'''

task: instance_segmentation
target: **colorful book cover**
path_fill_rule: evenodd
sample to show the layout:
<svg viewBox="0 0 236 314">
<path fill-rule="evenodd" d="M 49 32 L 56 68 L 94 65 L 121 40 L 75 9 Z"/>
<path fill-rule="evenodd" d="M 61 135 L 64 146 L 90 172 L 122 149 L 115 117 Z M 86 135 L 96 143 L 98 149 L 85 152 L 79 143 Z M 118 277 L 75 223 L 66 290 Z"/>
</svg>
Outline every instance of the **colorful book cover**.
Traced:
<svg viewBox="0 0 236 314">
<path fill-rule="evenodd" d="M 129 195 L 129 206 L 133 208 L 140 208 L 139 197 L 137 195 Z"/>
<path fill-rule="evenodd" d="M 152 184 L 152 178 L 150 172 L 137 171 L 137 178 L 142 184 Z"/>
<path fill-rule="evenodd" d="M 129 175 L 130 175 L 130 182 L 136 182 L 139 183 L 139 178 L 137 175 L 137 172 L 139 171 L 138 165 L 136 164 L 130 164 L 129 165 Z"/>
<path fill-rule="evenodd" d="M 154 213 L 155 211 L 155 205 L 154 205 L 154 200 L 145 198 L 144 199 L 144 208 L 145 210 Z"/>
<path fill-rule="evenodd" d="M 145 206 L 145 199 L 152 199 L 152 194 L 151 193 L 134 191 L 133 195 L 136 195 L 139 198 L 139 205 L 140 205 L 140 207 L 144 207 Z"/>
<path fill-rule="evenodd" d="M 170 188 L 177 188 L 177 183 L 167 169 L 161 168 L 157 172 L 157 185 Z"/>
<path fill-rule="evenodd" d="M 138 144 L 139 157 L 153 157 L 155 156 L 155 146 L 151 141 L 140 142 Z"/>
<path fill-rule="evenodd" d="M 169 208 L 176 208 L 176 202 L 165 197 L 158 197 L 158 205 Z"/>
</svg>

'''

What this task involves >>
Retype all of the records above, word for word.

Solved problem >>
task: instance_segmentation
target: **colorful book cover**
path_fill_rule: evenodd
sample to show the layout:
<svg viewBox="0 0 236 314">
<path fill-rule="evenodd" d="M 49 32 L 56 68 L 94 65 L 121 40 L 75 9 Z"/>
<path fill-rule="evenodd" d="M 61 135 L 64 146 L 90 172 L 122 149 L 115 117 Z M 86 135 L 96 143 L 98 149 L 85 152 L 79 143 Z M 118 277 L 75 223 L 66 290 Z"/>
</svg>
Outline every instance of the **colorful book cover**.
Traced:
<svg viewBox="0 0 236 314">
<path fill-rule="evenodd" d="M 129 195 L 129 206 L 133 208 L 140 208 L 139 197 L 137 195 Z"/>
<path fill-rule="evenodd" d="M 152 184 L 152 178 L 150 172 L 137 171 L 137 178 L 142 184 Z"/>
<path fill-rule="evenodd" d="M 129 175 L 130 175 L 130 182 L 136 182 L 139 183 L 139 178 L 137 175 L 137 172 L 139 171 L 138 165 L 136 164 L 130 164 L 129 165 Z"/>
<path fill-rule="evenodd" d="M 154 213 L 155 211 L 155 205 L 154 205 L 154 200 L 145 198 L 144 199 L 144 208 L 145 210 Z"/>
<path fill-rule="evenodd" d="M 145 206 L 145 199 L 152 199 L 152 194 L 151 193 L 134 191 L 133 195 L 136 195 L 139 198 L 139 205 L 140 205 L 140 207 L 144 207 Z"/>
<path fill-rule="evenodd" d="M 170 188 L 177 188 L 177 183 L 167 169 L 161 168 L 157 172 L 157 185 Z"/>
<path fill-rule="evenodd" d="M 138 144 L 139 157 L 153 157 L 155 156 L 155 146 L 151 141 L 140 142 Z"/>
<path fill-rule="evenodd" d="M 169 208 L 176 208 L 176 202 L 165 197 L 158 197 L 158 205 Z"/>
</svg>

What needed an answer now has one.